▶ _REQUIREMENT_
Only one stretch of the data below is needed. Output the lines from the one with "grass patch, one line per instance." up to and including the one with "stone, one line per instance.", exactly as they stand.

▶ _DATASET EXCERPTS_

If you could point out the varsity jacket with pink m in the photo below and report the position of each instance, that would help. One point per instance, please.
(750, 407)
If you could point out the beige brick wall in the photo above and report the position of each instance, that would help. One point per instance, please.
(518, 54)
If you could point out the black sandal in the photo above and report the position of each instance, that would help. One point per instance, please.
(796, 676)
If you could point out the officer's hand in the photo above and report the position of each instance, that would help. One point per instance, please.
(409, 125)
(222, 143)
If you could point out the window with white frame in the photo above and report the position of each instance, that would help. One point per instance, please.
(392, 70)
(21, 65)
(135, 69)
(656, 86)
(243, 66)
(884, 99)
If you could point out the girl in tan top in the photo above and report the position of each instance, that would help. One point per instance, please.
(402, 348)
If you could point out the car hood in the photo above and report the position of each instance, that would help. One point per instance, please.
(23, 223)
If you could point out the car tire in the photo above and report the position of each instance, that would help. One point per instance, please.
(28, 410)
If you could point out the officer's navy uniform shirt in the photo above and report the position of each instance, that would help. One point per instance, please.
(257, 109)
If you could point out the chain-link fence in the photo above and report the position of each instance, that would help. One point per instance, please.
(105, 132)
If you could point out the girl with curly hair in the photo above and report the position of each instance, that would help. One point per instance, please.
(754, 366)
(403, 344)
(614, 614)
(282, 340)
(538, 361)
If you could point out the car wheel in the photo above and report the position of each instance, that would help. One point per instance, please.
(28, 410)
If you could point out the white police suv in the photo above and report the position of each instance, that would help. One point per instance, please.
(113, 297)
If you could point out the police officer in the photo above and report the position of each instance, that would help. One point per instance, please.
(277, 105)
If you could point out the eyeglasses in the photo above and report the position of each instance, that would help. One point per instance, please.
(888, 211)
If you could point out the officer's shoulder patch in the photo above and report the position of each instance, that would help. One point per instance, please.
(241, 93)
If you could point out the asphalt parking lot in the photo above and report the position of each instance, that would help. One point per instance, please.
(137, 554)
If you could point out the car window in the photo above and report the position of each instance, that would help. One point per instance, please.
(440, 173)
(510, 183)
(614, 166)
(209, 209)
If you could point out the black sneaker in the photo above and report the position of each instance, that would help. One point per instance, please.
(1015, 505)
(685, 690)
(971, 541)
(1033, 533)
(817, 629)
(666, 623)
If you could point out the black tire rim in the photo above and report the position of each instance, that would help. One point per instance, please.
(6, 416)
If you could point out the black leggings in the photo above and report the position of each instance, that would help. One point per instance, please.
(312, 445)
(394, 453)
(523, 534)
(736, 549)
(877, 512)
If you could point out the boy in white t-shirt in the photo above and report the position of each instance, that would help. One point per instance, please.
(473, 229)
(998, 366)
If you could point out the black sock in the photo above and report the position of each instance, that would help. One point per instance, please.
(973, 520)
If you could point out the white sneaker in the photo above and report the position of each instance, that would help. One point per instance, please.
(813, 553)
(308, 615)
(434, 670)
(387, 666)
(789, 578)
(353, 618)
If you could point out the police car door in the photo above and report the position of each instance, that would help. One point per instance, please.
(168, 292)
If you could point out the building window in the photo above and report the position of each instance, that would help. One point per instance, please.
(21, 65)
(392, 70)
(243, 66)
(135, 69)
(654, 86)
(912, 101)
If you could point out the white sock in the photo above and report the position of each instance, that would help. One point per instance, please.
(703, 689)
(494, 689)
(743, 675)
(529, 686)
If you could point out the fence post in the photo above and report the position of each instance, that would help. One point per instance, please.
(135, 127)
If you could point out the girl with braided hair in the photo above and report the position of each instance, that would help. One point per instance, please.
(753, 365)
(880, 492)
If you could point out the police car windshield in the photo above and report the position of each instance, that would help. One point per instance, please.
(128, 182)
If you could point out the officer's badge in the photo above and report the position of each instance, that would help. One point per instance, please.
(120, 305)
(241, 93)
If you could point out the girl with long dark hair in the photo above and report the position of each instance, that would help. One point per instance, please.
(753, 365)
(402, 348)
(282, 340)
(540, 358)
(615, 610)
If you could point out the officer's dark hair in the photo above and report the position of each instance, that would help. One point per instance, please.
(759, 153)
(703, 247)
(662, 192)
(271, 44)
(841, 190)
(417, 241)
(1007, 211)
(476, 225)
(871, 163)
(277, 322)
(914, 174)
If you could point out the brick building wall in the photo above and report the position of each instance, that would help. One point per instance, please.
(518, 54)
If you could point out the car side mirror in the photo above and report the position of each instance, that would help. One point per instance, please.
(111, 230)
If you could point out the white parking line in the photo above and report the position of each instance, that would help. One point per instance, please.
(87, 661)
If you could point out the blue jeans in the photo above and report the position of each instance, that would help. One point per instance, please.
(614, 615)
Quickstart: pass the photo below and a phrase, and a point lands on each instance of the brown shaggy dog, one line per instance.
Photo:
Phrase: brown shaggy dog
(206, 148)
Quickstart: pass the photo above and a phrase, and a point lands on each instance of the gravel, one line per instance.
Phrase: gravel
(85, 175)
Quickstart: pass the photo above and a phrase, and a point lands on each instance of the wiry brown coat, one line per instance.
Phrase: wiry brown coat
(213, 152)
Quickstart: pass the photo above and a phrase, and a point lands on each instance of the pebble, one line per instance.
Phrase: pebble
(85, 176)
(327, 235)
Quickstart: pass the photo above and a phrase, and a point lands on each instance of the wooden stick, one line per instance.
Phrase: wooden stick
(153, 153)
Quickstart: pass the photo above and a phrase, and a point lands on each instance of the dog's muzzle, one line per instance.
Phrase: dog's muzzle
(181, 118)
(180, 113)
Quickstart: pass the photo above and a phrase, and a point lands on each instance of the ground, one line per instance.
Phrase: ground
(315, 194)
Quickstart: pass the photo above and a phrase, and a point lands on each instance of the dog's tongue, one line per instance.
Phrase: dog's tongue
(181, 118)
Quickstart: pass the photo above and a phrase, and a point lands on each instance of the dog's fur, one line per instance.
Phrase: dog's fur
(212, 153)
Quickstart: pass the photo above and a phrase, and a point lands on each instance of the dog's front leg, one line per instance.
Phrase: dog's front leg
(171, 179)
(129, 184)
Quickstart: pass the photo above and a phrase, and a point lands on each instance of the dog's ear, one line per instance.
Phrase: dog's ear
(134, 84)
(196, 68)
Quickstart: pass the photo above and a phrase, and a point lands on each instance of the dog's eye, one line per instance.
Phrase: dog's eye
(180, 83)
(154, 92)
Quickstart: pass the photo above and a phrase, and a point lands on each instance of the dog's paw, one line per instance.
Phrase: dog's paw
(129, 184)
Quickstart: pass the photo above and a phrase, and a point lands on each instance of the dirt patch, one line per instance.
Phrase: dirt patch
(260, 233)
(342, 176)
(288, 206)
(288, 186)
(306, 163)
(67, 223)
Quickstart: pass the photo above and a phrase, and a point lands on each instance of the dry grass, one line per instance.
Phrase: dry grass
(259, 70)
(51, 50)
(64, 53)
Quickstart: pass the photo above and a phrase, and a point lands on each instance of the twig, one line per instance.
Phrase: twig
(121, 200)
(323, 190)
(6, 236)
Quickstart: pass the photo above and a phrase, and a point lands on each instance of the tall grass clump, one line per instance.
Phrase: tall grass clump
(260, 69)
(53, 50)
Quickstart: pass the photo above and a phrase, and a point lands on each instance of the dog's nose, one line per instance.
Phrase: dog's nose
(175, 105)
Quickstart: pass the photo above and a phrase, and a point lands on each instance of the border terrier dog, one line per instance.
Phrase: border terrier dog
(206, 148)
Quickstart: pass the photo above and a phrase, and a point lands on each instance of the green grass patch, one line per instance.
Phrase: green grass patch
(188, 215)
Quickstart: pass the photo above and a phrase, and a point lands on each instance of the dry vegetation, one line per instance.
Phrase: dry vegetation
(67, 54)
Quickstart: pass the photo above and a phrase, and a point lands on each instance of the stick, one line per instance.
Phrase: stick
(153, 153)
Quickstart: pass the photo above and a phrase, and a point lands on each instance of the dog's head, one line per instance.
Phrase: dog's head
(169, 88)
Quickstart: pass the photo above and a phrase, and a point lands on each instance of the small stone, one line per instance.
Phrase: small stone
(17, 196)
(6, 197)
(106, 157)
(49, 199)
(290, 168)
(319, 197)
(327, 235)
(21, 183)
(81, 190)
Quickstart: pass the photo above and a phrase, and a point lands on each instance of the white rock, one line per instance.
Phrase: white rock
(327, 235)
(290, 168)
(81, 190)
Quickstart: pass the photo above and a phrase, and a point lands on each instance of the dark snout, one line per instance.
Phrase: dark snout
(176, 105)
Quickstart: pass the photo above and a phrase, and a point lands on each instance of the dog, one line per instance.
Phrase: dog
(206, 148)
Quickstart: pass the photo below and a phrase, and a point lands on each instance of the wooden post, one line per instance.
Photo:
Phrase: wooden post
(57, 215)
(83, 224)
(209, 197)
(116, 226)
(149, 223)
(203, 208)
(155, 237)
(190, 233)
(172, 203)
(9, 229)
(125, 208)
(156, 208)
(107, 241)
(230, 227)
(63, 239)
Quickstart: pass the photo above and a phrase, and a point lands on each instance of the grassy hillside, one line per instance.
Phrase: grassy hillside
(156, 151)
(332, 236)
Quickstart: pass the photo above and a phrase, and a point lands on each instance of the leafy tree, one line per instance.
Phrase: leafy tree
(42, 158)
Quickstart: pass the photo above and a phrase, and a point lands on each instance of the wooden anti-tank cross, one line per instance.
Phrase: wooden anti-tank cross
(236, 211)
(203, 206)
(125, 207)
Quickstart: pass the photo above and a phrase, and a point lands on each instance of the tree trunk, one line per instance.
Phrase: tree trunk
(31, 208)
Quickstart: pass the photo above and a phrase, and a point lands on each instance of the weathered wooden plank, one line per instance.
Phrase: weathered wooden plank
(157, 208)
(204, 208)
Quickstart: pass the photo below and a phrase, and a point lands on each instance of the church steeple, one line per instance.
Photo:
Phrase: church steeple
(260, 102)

--

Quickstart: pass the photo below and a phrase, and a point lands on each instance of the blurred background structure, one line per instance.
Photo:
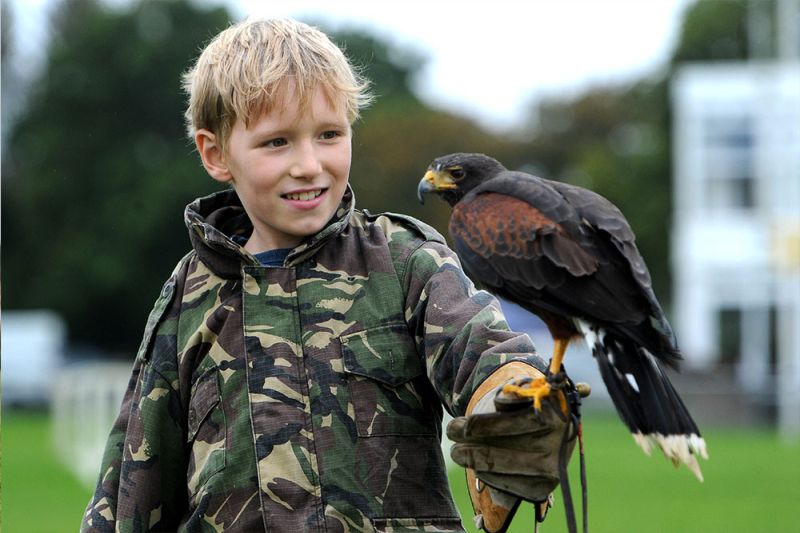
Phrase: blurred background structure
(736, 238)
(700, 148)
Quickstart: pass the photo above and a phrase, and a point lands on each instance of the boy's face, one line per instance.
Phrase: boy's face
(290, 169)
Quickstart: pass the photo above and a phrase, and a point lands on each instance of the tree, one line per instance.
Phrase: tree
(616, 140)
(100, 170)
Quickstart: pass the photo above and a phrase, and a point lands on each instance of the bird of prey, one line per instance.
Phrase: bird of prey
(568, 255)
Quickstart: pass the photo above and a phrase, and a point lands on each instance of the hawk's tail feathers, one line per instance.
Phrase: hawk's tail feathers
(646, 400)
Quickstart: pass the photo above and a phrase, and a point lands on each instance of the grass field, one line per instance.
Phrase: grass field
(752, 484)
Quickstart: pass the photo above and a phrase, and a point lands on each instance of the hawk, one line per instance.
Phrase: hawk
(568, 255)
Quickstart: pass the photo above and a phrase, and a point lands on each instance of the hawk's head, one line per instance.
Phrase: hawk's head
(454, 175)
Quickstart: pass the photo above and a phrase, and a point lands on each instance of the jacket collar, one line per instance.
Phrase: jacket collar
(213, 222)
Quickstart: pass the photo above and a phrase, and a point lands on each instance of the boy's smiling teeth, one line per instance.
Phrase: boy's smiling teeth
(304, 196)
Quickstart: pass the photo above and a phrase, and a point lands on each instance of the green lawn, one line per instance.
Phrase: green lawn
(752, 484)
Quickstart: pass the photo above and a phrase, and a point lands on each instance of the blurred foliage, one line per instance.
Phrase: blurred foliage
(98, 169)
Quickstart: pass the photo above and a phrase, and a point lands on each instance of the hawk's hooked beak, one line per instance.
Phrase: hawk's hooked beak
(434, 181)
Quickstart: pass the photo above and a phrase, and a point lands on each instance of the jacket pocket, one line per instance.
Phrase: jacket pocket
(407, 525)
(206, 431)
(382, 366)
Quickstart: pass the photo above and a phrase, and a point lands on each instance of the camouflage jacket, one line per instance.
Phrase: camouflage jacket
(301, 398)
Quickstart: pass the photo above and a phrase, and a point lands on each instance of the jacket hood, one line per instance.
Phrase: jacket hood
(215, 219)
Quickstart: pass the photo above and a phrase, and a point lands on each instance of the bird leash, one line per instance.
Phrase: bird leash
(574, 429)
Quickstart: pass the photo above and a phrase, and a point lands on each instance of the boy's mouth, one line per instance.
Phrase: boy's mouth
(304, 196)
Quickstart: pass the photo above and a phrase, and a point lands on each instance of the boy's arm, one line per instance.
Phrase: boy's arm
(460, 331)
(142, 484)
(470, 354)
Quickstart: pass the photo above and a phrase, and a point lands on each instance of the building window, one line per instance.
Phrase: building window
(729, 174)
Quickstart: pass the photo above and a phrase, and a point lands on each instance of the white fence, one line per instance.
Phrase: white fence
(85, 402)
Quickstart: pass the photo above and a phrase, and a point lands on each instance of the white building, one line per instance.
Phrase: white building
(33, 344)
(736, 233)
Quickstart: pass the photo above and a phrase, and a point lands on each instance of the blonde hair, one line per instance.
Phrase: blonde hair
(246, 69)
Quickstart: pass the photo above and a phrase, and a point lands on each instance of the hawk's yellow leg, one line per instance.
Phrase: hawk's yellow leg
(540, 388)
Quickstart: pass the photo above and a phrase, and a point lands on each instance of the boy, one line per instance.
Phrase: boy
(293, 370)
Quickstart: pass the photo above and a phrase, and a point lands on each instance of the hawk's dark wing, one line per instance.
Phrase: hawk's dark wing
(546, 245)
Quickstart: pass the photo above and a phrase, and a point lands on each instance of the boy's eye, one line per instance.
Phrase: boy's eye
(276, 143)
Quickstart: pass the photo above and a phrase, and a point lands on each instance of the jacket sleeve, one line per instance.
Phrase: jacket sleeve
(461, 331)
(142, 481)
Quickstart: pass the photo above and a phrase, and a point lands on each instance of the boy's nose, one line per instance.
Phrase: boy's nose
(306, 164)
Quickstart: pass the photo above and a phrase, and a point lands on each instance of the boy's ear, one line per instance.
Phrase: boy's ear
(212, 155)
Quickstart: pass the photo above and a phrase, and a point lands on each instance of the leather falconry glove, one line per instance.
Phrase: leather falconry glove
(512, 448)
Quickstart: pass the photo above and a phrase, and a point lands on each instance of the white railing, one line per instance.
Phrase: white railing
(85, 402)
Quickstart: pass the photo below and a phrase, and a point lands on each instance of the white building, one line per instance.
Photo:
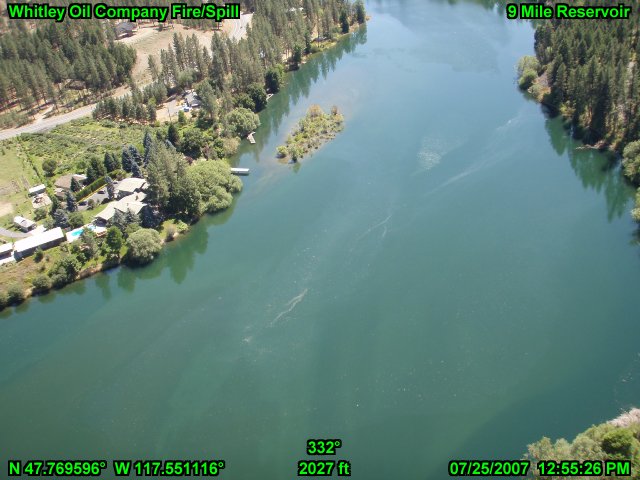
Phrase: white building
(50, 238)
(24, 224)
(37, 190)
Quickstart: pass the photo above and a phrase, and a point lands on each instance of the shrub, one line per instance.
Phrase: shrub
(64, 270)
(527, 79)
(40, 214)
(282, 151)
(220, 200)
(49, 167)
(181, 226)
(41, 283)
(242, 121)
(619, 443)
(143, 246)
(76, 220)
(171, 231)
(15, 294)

--

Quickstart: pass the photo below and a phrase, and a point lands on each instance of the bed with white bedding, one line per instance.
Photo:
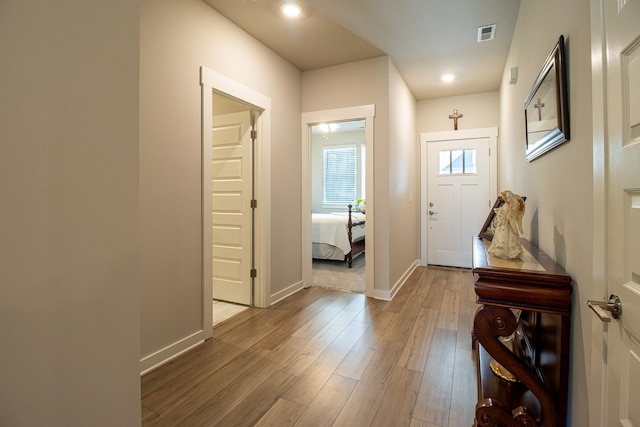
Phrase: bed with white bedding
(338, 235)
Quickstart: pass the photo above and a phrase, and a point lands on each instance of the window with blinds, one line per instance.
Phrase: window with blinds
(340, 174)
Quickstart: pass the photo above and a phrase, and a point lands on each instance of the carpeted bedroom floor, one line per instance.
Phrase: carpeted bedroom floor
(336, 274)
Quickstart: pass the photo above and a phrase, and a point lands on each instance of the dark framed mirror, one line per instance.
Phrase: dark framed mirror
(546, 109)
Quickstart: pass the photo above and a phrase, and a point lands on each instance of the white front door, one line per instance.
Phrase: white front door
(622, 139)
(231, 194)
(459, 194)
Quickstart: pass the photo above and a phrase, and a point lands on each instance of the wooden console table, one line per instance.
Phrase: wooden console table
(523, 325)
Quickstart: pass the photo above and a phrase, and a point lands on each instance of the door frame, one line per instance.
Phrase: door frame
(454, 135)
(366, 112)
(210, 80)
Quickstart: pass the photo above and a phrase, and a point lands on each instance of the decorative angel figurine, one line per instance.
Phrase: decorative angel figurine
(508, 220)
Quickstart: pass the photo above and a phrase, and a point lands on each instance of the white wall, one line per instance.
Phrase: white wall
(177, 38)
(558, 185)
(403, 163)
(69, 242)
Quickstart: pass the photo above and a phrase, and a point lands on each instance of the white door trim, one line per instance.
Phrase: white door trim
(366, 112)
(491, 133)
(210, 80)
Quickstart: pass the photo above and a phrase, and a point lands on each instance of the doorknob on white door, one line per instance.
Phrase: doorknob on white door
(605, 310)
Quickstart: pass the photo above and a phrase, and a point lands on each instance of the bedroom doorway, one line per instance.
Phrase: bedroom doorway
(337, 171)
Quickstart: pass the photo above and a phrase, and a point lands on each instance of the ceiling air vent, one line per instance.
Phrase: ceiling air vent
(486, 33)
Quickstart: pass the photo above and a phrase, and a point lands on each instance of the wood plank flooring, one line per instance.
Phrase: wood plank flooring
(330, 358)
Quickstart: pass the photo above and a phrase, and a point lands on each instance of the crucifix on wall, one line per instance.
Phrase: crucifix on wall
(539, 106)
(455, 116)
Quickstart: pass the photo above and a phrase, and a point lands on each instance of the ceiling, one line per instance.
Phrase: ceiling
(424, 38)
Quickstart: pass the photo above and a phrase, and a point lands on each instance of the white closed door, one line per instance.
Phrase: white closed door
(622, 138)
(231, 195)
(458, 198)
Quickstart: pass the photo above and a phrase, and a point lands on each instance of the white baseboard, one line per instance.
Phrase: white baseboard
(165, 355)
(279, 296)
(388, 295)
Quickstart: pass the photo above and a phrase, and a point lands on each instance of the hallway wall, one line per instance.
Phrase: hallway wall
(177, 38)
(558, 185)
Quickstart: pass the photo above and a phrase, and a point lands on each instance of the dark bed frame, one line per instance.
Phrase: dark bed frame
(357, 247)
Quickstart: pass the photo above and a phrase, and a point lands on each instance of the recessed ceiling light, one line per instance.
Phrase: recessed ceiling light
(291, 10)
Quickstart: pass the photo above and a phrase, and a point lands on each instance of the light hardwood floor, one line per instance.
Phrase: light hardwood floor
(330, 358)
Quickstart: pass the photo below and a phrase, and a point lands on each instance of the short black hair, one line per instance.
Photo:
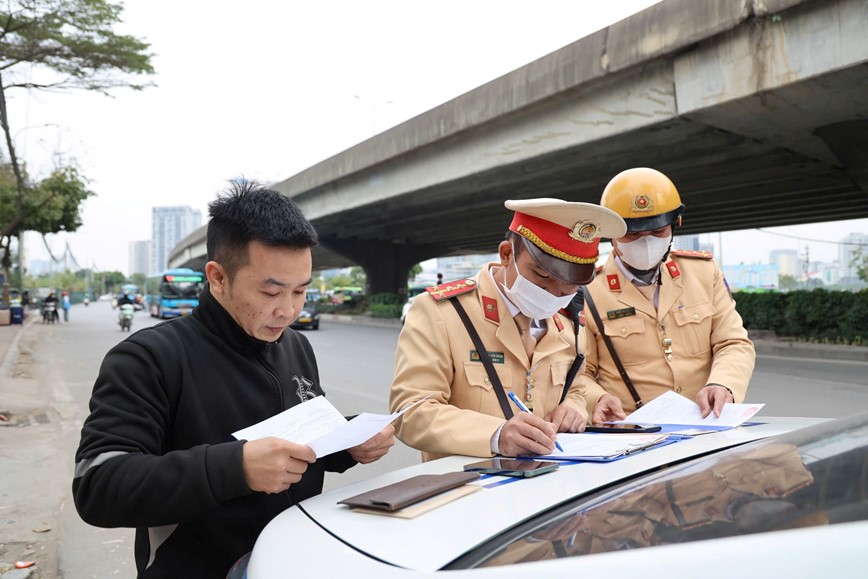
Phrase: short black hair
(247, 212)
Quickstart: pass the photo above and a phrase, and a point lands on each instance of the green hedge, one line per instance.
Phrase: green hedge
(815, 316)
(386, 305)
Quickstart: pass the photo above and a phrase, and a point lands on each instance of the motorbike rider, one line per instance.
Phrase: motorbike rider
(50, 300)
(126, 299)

▶ _TASK ANSWER_
Quickstart: pass the photo above and a phrase, and a point lands on each instance of the green grass patch, one line per instance.
Phrase: green grass patch
(188, 215)
Quickstart: pass the photo above and a phrase, and a point lands on each instance of the dry vegetation, one line per instance.
Phrase: dry vegetation
(67, 54)
Quickstart: pass the photo above and a phrase, and a point lands on each instance of the stick, one line per instance.
Phrase: stick
(153, 153)
Quickstart: pass the photo above and a phrase, and a point lands on each instance of the dog's head, one line per instance.
Phrase: dog's head
(169, 88)
Quickstart: pass the photo above and a phrase, and a point lands on each instance of the small stone, one line per instance.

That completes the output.